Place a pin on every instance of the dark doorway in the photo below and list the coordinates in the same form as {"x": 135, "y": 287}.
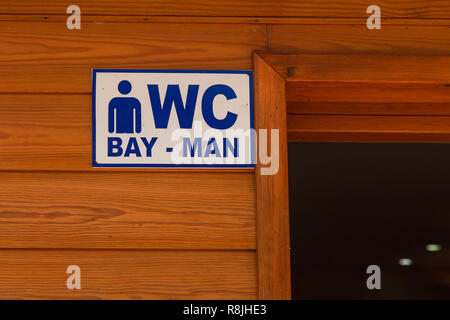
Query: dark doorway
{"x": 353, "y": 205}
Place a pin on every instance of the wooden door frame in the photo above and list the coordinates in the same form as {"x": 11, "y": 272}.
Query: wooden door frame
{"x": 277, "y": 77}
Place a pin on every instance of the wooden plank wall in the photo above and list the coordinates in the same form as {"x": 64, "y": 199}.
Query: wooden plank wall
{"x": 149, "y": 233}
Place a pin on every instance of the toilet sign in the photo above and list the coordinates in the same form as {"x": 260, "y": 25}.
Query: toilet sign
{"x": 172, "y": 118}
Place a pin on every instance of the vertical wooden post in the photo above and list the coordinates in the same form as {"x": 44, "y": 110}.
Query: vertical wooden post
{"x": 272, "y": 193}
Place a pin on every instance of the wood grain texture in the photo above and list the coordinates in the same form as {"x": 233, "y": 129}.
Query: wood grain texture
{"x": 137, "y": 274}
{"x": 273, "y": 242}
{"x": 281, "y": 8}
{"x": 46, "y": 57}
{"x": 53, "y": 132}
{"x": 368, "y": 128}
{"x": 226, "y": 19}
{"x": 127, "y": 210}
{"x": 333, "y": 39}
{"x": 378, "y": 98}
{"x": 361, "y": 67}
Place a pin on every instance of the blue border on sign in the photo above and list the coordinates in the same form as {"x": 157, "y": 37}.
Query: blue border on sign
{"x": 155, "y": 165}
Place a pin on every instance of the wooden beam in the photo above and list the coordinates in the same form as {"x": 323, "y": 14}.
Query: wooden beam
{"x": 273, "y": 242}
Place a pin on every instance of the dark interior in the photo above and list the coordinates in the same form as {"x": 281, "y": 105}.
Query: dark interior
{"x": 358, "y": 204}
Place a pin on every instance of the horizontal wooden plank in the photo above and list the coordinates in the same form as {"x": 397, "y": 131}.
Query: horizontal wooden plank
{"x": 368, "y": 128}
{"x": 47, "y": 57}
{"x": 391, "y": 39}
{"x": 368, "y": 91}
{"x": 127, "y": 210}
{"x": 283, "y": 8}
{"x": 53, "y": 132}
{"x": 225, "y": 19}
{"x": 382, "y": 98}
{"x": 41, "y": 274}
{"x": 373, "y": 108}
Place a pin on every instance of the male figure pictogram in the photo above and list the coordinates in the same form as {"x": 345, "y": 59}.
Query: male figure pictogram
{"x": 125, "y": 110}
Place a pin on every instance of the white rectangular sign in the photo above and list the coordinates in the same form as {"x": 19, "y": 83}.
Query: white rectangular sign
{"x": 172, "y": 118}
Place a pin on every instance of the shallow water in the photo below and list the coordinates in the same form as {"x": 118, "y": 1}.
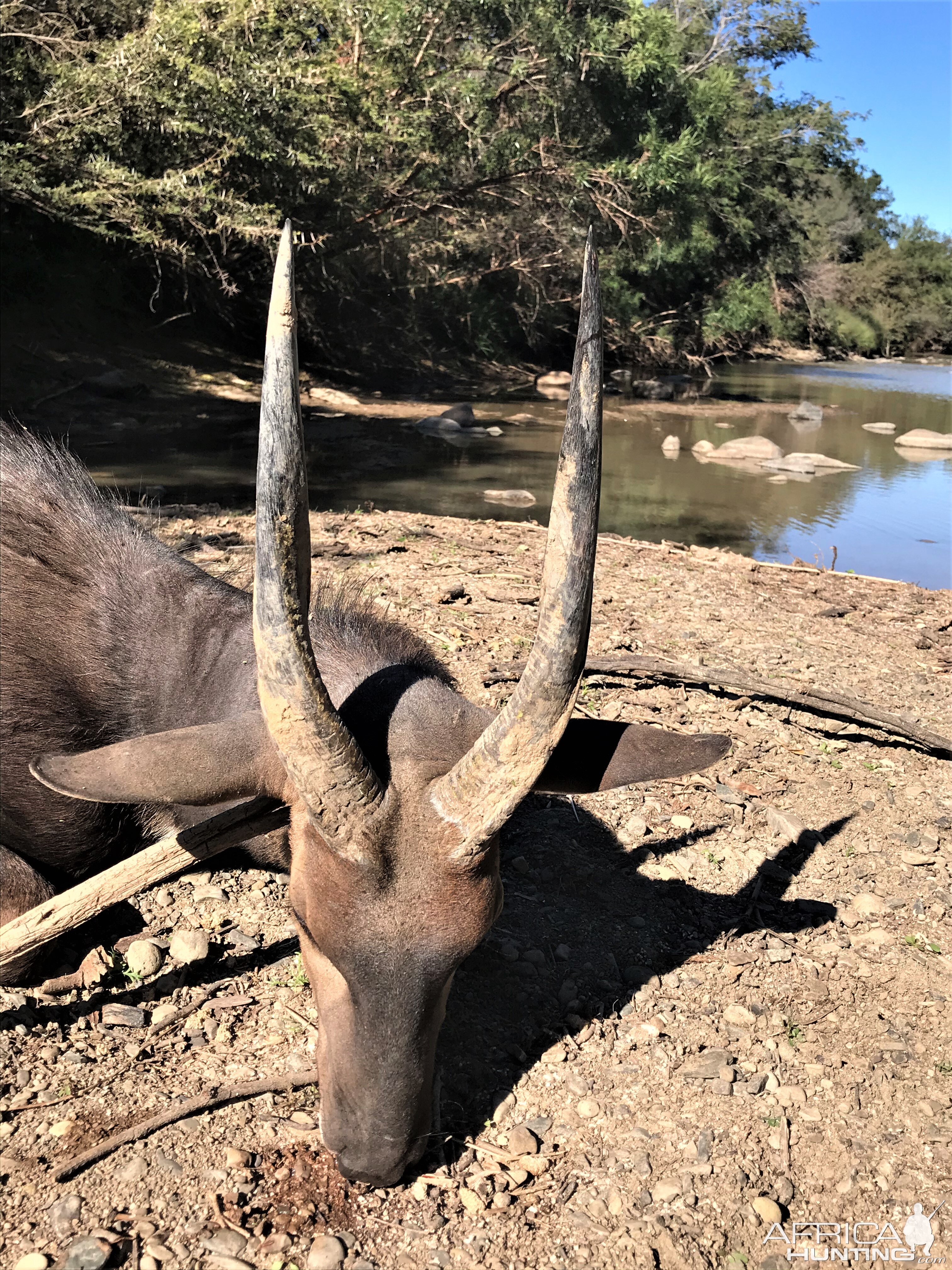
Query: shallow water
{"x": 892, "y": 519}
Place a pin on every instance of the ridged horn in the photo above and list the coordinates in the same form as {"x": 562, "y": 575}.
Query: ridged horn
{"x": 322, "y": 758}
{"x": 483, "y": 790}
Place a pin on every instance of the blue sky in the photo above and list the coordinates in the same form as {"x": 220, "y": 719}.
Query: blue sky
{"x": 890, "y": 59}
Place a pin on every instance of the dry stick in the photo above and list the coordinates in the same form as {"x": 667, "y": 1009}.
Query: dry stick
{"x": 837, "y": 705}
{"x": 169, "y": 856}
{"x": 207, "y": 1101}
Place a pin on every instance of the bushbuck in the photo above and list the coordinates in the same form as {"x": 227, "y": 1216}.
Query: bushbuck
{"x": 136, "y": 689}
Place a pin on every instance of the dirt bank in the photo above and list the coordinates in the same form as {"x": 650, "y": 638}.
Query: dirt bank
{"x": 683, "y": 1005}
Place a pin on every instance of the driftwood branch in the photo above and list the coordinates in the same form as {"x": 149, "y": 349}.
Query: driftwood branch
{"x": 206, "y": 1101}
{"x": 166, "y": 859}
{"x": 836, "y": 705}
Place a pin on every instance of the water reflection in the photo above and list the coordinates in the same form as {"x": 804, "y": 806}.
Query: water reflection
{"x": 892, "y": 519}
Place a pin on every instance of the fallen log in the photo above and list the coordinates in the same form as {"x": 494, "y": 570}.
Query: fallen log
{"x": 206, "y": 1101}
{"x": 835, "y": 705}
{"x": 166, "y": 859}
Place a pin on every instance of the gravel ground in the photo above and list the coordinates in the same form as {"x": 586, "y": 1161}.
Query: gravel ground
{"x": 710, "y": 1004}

■ ■ ■ ■

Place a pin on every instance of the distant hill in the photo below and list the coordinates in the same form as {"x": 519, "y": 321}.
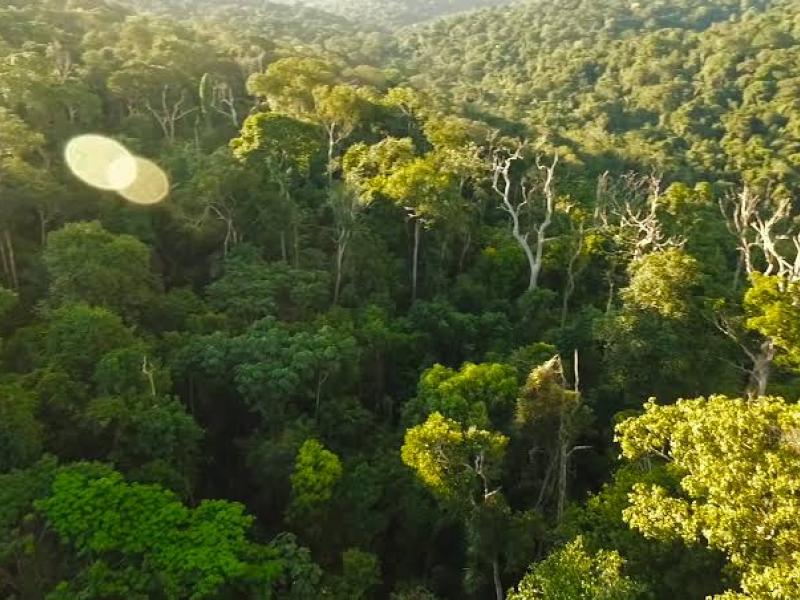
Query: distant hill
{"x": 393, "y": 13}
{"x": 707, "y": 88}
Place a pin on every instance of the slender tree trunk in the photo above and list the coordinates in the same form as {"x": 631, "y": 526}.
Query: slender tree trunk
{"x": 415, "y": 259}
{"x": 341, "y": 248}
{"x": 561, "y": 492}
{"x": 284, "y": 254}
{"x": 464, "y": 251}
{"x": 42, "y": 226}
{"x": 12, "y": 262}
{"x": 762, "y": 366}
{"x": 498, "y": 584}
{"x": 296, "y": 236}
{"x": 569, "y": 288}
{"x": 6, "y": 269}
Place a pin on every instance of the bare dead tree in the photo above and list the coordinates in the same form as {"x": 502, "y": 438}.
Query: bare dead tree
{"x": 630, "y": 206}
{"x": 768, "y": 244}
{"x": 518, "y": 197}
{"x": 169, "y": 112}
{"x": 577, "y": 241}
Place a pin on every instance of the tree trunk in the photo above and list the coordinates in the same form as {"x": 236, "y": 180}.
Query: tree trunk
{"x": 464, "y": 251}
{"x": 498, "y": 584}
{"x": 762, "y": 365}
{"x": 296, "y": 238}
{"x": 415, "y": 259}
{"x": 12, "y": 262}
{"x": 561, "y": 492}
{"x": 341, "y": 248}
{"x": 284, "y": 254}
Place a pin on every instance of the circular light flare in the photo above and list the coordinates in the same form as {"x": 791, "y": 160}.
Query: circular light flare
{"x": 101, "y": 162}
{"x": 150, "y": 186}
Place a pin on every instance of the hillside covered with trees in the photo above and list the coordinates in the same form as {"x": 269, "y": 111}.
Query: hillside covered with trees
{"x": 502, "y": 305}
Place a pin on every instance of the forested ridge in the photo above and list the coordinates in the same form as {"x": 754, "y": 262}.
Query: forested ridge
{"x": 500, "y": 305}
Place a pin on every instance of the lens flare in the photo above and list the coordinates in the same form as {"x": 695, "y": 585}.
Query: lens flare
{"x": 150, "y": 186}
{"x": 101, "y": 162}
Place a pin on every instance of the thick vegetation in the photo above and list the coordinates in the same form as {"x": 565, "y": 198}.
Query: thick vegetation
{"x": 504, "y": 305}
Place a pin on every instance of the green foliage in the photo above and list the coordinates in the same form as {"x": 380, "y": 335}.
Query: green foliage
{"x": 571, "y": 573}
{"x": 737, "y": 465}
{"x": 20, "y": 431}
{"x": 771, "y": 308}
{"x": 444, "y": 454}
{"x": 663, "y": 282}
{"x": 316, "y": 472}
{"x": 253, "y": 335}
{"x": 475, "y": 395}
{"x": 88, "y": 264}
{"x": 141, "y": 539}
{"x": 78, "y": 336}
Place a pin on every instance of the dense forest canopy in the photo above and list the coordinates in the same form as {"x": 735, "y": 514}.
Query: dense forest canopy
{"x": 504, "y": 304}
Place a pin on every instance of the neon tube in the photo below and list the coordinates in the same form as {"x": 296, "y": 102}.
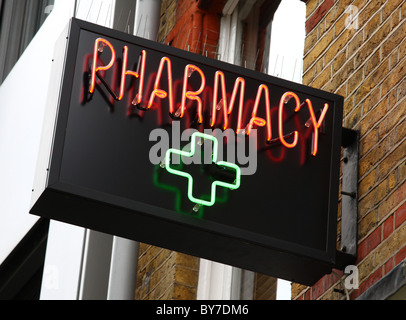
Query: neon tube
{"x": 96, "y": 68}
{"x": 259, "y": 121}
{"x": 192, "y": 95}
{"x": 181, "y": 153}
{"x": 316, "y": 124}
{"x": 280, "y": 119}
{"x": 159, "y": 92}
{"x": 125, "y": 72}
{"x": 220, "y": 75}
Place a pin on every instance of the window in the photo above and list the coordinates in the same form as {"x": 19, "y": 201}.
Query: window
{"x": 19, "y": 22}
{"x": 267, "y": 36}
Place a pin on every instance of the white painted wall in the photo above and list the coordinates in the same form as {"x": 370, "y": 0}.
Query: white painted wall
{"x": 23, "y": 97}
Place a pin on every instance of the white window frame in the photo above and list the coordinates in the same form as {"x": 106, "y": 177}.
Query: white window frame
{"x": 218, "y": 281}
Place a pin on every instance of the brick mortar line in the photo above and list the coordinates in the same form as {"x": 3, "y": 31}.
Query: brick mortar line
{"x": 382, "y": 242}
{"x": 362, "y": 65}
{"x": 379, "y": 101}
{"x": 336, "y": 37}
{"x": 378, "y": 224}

■ ■ ■ ■

To do ▸
Locate each line in the items above that contains the word "dense", and copy every such line out in full.

Result ▸
Place a pin on every instance of the dense forest canopy in the photo above and list the coordinates in the same form as {"x": 735, "y": 514}.
Query: dense forest canopy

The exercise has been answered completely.